• _DATA FOR REVIEW_
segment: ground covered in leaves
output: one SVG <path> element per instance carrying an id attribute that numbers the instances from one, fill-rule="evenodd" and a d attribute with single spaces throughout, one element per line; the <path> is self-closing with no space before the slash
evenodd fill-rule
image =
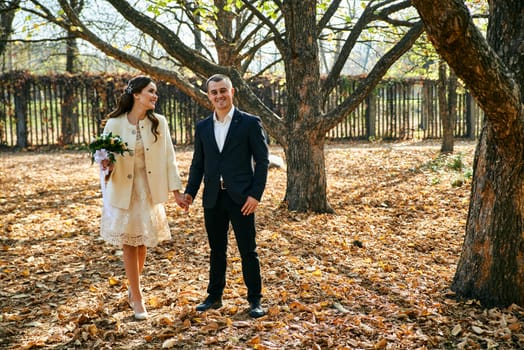
<path id="1" fill-rule="evenodd" d="M 278 147 L 271 152 L 283 155 Z M 0 154 L 0 348 L 516 349 L 524 310 L 484 309 L 450 291 L 473 143 L 331 144 L 335 214 L 289 212 L 271 169 L 257 211 L 267 315 L 246 313 L 230 240 L 224 306 L 198 313 L 208 248 L 200 198 L 166 205 L 173 239 L 149 251 L 150 318 L 126 302 L 121 251 L 99 239 L 98 172 L 85 151 Z M 191 148 L 177 150 L 184 179 Z"/>

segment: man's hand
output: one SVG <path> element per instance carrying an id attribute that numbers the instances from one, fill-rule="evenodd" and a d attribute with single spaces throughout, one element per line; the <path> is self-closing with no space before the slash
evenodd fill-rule
<path id="1" fill-rule="evenodd" d="M 185 211 L 188 211 L 189 210 L 189 205 L 191 204 L 192 201 L 188 201 L 187 200 L 187 196 L 189 196 L 188 194 L 182 194 L 178 191 L 173 191 L 173 193 L 175 194 L 175 201 L 176 201 L 176 204 L 178 204 L 178 206 L 182 209 L 184 209 Z M 191 196 L 189 196 L 191 198 Z"/>
<path id="2" fill-rule="evenodd" d="M 191 197 L 189 193 L 184 193 L 184 199 L 186 200 L 188 206 L 193 204 L 193 197 Z"/>
<path id="3" fill-rule="evenodd" d="M 246 202 L 244 203 L 240 211 L 242 212 L 243 215 L 251 215 L 255 212 L 255 210 L 257 209 L 257 206 L 258 206 L 258 201 L 255 198 L 248 196 L 246 199 Z"/>

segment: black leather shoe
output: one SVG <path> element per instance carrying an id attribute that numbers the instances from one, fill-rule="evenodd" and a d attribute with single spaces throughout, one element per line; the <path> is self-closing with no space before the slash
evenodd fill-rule
<path id="1" fill-rule="evenodd" d="M 260 301 L 254 301 L 249 304 L 249 316 L 253 318 L 259 318 L 264 316 L 266 313 L 262 306 L 260 306 Z"/>
<path id="2" fill-rule="evenodd" d="M 207 298 L 202 304 L 198 304 L 197 311 L 206 311 L 209 309 L 219 309 L 222 307 L 222 299 Z"/>

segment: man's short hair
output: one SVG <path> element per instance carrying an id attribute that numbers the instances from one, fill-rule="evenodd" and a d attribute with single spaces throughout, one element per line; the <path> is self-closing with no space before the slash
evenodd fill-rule
<path id="1" fill-rule="evenodd" d="M 225 75 L 225 74 L 213 74 L 212 76 L 210 76 L 207 80 L 206 80 L 206 91 L 207 91 L 207 88 L 209 87 L 209 83 L 210 82 L 219 82 L 219 81 L 222 81 L 222 80 L 225 80 L 226 81 L 226 84 L 229 85 L 229 87 L 233 87 L 233 83 L 231 82 L 231 79 Z"/>

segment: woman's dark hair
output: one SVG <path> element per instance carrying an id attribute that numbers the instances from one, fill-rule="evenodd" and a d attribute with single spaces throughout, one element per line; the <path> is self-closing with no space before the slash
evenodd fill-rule
<path id="1" fill-rule="evenodd" d="M 106 120 L 109 118 L 116 118 L 124 113 L 131 111 L 131 108 L 133 108 L 133 104 L 135 103 L 133 94 L 140 93 L 150 83 L 154 83 L 153 79 L 144 75 L 139 75 L 129 80 L 129 82 L 127 83 L 127 87 L 124 90 L 124 93 L 120 96 L 120 99 L 118 100 L 116 109 L 107 115 Z M 155 135 L 156 142 L 156 140 L 158 139 L 158 135 L 160 135 L 160 133 L 158 132 L 158 119 L 155 116 L 155 113 L 152 109 L 146 112 L 146 116 L 153 123 L 153 125 L 151 126 L 151 132 L 153 133 L 153 135 Z"/>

• _ACTIVITY_
Return all lines of the material above in which "hair" occurs.

• _RESPONSE TO THIS EXERCISE_
segment: man's short hair
segment: woman's dark hair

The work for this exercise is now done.